- [TASK STATEMENT] Across the listing below, how many lines hold "light"? Reply with the number by itself.

- [STUDY MATERIAL]
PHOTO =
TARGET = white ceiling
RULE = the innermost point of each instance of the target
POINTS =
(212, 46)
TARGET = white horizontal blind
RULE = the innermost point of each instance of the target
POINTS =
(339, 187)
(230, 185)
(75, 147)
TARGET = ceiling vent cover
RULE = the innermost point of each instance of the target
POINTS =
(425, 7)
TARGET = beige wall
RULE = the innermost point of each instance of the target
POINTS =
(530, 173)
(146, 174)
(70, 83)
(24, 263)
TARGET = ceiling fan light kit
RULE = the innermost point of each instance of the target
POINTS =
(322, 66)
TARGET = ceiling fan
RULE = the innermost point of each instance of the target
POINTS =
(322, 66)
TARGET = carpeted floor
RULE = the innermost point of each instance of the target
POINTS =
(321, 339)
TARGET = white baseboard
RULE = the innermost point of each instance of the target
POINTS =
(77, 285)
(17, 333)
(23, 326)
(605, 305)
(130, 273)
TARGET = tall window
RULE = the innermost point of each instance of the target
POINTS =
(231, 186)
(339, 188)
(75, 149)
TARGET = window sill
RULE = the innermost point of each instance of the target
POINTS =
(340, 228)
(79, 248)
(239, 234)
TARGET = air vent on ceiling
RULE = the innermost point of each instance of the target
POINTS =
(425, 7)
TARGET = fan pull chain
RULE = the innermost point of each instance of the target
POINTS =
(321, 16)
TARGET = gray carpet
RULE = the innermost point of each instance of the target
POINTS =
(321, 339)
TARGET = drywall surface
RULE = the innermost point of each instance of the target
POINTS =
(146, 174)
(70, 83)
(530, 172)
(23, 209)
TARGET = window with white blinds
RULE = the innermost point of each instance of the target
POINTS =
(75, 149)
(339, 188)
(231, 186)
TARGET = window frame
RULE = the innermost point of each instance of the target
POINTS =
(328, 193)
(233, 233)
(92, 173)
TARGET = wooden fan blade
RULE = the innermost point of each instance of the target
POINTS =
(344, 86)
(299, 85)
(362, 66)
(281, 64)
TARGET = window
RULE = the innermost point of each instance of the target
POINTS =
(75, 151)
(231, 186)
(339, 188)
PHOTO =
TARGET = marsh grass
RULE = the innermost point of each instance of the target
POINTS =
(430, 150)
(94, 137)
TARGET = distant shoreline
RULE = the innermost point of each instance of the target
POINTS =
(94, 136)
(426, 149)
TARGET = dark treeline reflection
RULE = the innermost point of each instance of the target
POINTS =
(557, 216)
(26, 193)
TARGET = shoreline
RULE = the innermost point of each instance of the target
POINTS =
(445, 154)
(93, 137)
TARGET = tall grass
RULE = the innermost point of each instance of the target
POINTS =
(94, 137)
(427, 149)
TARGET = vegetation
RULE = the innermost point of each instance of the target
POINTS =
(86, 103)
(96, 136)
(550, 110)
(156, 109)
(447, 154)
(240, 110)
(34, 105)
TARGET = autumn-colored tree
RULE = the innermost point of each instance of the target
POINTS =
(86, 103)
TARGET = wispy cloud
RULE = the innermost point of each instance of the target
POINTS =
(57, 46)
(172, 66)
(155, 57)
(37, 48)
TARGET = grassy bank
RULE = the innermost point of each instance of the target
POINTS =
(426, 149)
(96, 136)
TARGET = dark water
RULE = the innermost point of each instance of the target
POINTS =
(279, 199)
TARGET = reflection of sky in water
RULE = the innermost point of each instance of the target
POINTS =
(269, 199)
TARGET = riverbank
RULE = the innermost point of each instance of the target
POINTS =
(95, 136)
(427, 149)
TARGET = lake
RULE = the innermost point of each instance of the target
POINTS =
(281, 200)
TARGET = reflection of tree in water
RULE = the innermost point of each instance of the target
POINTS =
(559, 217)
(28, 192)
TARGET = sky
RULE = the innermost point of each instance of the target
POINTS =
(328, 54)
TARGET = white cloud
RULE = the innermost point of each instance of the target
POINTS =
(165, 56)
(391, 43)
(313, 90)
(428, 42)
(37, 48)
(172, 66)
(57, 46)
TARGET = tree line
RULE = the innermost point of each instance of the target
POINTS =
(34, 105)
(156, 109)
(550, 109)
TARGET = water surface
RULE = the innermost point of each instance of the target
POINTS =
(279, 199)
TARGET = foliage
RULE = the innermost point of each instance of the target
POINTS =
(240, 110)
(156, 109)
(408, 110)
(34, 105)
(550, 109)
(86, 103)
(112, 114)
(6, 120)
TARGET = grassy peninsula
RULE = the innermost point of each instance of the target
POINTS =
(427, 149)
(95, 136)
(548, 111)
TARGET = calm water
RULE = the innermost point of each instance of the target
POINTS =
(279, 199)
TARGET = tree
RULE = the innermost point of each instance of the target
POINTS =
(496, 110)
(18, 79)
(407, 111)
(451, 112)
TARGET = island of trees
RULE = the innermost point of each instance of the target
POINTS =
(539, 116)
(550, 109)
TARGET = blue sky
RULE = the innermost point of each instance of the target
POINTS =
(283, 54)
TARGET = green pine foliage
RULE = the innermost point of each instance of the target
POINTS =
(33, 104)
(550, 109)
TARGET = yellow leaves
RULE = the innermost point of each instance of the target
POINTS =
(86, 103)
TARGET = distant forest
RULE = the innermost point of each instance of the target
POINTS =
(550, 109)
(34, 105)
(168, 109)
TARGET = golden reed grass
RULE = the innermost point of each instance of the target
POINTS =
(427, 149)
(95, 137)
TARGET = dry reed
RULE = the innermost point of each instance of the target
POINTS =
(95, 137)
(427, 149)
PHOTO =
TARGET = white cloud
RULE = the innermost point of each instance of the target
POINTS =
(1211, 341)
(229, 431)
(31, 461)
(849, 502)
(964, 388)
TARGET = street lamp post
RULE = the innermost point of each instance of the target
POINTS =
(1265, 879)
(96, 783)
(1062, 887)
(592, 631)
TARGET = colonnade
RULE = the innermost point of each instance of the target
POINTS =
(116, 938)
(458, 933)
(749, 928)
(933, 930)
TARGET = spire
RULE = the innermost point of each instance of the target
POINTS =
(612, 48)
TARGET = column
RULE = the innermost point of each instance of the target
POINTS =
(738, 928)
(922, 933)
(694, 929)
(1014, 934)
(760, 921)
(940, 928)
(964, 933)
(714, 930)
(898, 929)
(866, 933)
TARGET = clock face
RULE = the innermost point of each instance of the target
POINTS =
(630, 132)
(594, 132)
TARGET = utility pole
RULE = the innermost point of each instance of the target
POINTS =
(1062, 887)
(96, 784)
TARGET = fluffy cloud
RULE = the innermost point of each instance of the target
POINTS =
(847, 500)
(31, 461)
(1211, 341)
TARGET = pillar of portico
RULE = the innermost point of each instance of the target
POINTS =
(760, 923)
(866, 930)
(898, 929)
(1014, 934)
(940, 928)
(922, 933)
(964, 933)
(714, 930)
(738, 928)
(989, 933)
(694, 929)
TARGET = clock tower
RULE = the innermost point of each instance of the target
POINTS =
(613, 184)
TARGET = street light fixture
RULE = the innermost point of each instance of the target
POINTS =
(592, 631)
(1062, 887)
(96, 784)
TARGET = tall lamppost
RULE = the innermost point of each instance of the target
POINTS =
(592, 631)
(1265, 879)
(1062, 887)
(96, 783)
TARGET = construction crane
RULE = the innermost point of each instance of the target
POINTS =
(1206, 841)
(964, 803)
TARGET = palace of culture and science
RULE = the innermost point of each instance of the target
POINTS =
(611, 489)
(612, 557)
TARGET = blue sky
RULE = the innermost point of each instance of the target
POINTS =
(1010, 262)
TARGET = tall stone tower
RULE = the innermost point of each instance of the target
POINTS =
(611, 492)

- [TASK RESULT] 2